*DADOS FORNECIDOS:*
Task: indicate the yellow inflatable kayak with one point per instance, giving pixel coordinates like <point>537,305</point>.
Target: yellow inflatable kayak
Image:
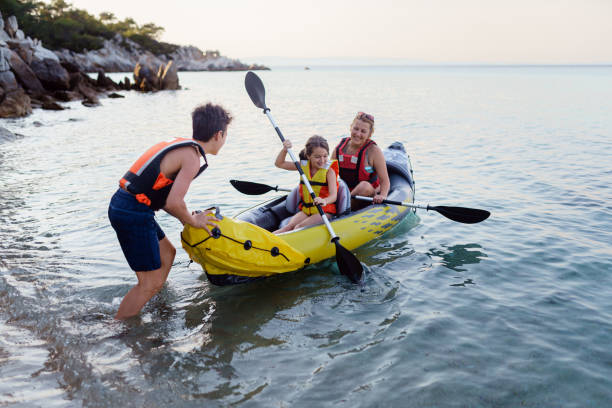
<point>243,248</point>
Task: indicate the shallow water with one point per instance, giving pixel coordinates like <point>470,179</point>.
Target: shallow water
<point>515,311</point>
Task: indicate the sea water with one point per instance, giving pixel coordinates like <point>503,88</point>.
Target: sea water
<point>514,311</point>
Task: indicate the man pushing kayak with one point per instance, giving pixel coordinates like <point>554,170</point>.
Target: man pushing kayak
<point>159,179</point>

*OBJETIVO DO EXERCÍCIO:* Reescreva tudo o que vai da linha com "Task: indicate the man" até o fim dos dados, trocando "man" por "woman" e deixando o restante sem alteração.

*SOLUÇÃO DO PROBLEMA:*
Task: indicate the woman pushing kayak with one point per instance, giving pixel coordinates like <point>554,170</point>.
Target: woman pushing kayak
<point>159,179</point>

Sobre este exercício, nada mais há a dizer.